- TEXTO APRESENTADO -
++++

A ideia de pastor, é importante ressaltar, nasce da experiência dos povos antigos como nos faz saber o antigo testamento, que, obtendo através dos séculos de cultura no lidar com os rebanhos, não deixou que logo os influenciassem na linguagem em destaque, na relação que se dá entre ovelhas e seus guias, perfeita alegoria entre o cuidado do chefe de tribo com a sua gente.
Ao chefe de tribo, competia o governo de seus bens e a boa maturidade, geralmente um ancião, experimentado nos anos, que lhe garantissem a sabedoria para bem orientar sua gente quando ao mesmo era pedido que intervisse em assuntos de ordem comum.
Os pastores de rebanhos – em sua grande maioria – eram como que empregados contratados para exercer o serviço de zeladores do bem-estar dos animais confiados à sua guarda, sejam estes ovelhas, cabras, bois, etc, isso, quando seus donos eram considerados ricos e possuidores de muitos bens; o contrário, para os de condições menos favoráveis e própria subsistência, eram eles, os próprios donos ou alguém da família que exerciam este papel.
Naquele tempo, os pastores não eram tão bem vistos pelas tribos visinhas, já que os mesmos, com o propósito de se mostrarem diligentes aos olhos do patrão quanto às necessidades do rebanho, muitas vezes invadiam terrenos alheios com a finalidade de oferecer-lhe boas pastagens; eram considerados ladrões, imorais, rudes e tantos outros cognomes usados que se serviam do preconceito que os marginalizavam diante das classes sociais que iam se insurgindo na época.

++++

- DETALHES DO PROBLEMA -
As afirmações a seguir estão de acordo com o texto sobre os pastores? (a) O chefe de tribo costumava ser um ancião. (b) Os donos de rebanhos ricos cuidavam eles mesmos dos animais. (c) Os pastores chegavam a invadir terrenos alheios para dar boas pastagens ao rebanho. Responda sim ou não para cada uma e transcreva entre aspas as palavras do texto que decidem.

++++

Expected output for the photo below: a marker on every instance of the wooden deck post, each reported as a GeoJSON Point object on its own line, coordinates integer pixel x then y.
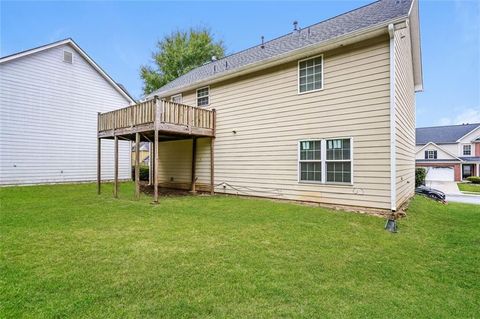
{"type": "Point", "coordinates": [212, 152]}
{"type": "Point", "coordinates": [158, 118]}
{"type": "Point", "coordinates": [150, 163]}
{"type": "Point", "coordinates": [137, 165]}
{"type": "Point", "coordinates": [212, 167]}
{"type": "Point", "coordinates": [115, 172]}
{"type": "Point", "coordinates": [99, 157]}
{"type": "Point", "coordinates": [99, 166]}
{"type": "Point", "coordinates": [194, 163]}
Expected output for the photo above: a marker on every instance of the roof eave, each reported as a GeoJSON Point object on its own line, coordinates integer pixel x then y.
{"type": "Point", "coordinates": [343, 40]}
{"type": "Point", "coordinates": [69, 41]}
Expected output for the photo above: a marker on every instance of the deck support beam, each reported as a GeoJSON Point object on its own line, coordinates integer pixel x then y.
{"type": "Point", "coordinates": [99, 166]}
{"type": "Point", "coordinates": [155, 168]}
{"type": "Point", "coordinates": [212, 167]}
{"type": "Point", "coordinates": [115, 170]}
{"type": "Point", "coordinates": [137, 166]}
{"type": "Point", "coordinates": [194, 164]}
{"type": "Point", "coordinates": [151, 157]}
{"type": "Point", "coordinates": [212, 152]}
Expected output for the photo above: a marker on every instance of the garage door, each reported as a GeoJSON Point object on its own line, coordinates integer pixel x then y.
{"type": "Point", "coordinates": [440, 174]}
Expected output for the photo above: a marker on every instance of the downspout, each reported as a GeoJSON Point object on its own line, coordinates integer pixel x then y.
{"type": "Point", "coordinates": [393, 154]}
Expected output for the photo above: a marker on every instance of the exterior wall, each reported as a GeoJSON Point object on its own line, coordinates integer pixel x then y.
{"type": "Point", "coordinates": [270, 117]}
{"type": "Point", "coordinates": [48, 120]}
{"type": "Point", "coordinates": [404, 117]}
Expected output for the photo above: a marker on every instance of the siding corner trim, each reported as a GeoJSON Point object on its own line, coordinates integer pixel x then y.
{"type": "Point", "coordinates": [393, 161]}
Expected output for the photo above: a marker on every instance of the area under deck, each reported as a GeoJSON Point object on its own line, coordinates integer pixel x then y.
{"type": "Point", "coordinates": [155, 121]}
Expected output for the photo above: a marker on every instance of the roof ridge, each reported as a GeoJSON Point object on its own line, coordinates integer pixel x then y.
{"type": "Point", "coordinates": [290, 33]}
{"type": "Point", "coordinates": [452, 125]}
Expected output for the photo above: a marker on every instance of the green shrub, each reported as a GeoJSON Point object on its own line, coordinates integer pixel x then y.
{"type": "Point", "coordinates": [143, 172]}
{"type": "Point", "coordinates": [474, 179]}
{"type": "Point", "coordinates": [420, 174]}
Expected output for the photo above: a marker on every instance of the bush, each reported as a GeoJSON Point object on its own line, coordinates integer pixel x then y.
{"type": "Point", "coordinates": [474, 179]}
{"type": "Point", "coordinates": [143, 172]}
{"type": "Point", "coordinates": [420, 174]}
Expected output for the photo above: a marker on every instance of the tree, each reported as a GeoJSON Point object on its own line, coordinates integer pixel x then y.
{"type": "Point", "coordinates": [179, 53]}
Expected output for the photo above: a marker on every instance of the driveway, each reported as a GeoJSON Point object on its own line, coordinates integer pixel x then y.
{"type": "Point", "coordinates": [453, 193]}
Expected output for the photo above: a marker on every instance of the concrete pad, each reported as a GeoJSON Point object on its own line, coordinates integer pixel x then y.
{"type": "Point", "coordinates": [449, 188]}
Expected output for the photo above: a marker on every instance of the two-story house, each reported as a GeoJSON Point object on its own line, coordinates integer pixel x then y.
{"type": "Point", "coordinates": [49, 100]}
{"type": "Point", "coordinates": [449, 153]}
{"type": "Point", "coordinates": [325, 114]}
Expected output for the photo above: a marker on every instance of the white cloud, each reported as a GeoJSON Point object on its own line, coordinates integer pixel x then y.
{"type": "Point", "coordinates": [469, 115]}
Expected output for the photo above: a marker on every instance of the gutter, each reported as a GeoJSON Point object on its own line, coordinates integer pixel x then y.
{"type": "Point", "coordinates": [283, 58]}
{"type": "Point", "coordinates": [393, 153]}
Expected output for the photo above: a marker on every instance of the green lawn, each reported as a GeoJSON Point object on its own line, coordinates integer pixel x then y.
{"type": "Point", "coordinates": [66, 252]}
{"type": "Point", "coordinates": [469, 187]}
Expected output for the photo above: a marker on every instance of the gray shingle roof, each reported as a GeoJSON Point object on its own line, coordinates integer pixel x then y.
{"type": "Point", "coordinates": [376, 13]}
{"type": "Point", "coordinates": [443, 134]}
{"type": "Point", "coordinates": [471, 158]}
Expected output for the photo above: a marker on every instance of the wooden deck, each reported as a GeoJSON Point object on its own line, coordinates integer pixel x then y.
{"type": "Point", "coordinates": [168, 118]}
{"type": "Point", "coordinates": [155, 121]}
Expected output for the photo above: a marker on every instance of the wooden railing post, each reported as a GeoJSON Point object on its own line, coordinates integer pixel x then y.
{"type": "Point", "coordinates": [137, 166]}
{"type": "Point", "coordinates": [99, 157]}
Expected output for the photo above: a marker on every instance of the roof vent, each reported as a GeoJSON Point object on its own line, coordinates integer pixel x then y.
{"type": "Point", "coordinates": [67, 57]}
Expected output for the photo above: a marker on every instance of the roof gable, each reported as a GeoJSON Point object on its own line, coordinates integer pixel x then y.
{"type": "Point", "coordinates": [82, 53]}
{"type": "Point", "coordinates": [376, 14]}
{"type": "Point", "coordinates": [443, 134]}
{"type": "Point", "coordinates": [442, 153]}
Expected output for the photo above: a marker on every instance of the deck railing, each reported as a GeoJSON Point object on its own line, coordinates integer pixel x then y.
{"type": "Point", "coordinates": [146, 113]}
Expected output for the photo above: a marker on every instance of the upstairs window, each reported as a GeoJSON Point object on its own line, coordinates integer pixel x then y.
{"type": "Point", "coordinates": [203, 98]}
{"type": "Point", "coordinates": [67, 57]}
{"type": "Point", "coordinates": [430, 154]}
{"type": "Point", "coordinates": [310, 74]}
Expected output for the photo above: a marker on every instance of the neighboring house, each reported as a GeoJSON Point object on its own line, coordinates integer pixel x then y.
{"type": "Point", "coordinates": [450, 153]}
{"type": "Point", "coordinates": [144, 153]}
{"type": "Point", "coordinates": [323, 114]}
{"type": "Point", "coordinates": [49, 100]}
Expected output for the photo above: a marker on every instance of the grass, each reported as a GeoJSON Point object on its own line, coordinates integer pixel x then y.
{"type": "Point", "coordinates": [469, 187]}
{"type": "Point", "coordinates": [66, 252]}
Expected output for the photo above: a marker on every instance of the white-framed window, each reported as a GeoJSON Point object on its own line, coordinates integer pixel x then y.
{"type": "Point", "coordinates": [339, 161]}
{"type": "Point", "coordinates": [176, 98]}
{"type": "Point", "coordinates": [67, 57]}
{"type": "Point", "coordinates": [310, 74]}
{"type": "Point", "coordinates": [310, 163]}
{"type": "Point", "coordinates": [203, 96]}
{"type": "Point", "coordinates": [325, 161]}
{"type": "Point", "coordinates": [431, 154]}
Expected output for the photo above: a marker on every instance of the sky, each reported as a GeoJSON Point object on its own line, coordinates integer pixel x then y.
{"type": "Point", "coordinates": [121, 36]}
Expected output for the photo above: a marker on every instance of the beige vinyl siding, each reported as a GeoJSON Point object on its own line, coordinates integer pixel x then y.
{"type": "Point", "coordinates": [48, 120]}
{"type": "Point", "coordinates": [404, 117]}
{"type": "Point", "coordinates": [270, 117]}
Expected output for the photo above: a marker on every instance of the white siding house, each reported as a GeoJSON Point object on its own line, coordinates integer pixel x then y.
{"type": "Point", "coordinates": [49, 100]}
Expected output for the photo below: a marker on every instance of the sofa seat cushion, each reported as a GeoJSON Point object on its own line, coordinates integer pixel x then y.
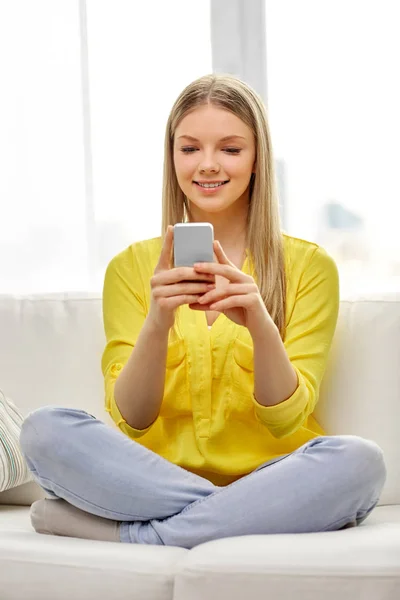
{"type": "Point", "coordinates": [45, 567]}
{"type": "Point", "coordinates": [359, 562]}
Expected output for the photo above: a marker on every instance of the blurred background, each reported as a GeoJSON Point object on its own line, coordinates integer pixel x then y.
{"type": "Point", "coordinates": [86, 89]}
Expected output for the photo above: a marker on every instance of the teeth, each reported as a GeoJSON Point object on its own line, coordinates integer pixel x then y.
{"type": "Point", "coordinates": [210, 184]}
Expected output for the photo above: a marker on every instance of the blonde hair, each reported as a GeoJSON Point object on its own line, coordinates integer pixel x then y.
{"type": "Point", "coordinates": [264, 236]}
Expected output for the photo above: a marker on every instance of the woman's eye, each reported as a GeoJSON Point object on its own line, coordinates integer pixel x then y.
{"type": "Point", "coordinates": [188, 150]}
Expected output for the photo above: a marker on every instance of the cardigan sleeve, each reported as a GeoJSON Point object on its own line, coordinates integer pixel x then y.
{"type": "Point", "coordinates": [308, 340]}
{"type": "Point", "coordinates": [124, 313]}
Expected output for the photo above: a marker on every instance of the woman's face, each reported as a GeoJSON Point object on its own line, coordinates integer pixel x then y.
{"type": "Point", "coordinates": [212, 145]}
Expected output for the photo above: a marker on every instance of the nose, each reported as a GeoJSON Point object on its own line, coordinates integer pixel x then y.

++++

- RESOLUÇÃO PROPOSTA -
(a) Sim: "geralmente um ancião, experimentado nos anos".
(b) Não: "eram como que empregados contratados para exercer o serviço de zeladores do bem-estar dos animais confiados à sua guarda".
(c) Sim: "muitas vezes invadiam terrenos alheios com a finalidade de oferecer-lhe boas pastagens".